Please repeat word for word the lines of the records below, from the line containing "Practice: locate the ocean water" through the line containing "pixel 264 224", including both, and nothing else.
- - - - -
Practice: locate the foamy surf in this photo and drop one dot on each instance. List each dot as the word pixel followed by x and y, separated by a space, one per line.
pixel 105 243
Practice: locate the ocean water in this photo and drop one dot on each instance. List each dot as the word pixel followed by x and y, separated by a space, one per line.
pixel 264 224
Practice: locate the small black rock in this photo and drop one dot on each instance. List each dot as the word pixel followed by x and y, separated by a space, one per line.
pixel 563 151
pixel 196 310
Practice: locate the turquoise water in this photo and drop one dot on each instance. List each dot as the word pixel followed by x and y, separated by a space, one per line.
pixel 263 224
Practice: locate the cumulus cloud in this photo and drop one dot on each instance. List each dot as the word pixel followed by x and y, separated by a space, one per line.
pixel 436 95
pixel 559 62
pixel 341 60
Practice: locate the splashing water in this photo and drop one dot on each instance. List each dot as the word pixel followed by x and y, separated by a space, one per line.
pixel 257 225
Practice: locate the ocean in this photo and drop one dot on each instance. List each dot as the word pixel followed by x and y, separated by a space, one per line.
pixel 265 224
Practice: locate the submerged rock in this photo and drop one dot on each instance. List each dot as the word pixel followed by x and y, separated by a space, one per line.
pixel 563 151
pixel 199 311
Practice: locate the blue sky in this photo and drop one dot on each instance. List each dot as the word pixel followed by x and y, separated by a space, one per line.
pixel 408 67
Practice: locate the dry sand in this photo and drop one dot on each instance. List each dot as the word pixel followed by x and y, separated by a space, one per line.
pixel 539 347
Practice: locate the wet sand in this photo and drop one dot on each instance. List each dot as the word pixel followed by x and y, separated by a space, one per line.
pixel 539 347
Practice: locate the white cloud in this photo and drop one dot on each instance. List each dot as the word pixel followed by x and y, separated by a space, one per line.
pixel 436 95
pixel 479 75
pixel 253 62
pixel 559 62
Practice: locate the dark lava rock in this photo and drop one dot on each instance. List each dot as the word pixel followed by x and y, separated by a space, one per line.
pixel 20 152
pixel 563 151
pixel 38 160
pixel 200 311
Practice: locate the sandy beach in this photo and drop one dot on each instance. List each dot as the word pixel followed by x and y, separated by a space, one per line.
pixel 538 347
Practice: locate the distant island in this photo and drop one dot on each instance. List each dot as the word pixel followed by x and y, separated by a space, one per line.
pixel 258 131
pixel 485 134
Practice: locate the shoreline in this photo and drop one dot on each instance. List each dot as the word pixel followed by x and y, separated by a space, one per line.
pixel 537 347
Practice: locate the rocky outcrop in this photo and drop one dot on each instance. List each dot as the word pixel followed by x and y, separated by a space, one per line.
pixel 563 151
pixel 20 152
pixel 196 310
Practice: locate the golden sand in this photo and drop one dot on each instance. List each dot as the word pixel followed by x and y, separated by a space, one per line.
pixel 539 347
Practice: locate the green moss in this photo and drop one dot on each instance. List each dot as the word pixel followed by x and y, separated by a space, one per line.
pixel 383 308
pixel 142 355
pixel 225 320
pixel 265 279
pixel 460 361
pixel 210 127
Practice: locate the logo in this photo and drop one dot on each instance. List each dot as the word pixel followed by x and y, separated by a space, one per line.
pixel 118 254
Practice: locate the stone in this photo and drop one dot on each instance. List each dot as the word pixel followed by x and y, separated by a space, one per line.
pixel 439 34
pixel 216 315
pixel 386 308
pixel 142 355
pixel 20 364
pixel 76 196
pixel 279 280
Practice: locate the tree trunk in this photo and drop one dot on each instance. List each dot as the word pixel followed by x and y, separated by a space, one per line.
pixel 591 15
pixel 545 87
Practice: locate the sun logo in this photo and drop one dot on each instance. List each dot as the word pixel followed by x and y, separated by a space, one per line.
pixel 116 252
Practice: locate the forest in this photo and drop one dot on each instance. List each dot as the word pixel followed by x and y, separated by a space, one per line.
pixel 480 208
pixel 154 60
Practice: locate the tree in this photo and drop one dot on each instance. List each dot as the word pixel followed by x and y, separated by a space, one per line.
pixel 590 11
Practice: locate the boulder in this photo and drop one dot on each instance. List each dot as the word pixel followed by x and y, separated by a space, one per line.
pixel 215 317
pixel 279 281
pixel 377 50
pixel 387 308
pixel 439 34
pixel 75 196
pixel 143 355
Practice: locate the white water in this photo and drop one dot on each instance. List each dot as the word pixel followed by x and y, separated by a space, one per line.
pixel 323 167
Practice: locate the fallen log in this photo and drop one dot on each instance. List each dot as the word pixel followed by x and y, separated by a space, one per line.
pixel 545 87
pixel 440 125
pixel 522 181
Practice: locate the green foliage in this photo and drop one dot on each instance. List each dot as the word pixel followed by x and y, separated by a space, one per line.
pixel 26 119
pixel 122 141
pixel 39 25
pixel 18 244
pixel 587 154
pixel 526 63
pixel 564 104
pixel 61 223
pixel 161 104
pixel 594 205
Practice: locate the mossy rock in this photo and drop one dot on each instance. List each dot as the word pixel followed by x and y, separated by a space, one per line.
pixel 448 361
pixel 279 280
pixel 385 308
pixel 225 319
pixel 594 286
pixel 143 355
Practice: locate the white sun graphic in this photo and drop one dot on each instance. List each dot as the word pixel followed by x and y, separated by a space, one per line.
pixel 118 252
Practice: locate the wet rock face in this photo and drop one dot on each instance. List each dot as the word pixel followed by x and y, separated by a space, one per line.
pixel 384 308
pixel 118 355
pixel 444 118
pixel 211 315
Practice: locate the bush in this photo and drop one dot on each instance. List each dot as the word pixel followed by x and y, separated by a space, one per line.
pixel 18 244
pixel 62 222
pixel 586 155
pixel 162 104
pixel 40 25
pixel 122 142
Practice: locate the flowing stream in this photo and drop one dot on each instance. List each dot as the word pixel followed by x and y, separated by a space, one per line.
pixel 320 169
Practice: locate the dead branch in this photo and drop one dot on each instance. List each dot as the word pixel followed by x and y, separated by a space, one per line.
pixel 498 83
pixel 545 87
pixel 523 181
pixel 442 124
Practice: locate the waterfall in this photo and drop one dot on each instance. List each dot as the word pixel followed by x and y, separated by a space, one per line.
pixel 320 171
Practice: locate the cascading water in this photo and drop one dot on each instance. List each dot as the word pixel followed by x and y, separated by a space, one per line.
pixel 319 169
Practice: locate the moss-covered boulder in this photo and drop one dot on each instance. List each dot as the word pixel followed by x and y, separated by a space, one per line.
- - - - -
## SOLUTION TO THE PROBLEM
Practice: locate the ocean water in this photo and drop one dot on each instance. List each dot as the word pixel followed by x and y, separated by a space, one per line.
pixel 264 224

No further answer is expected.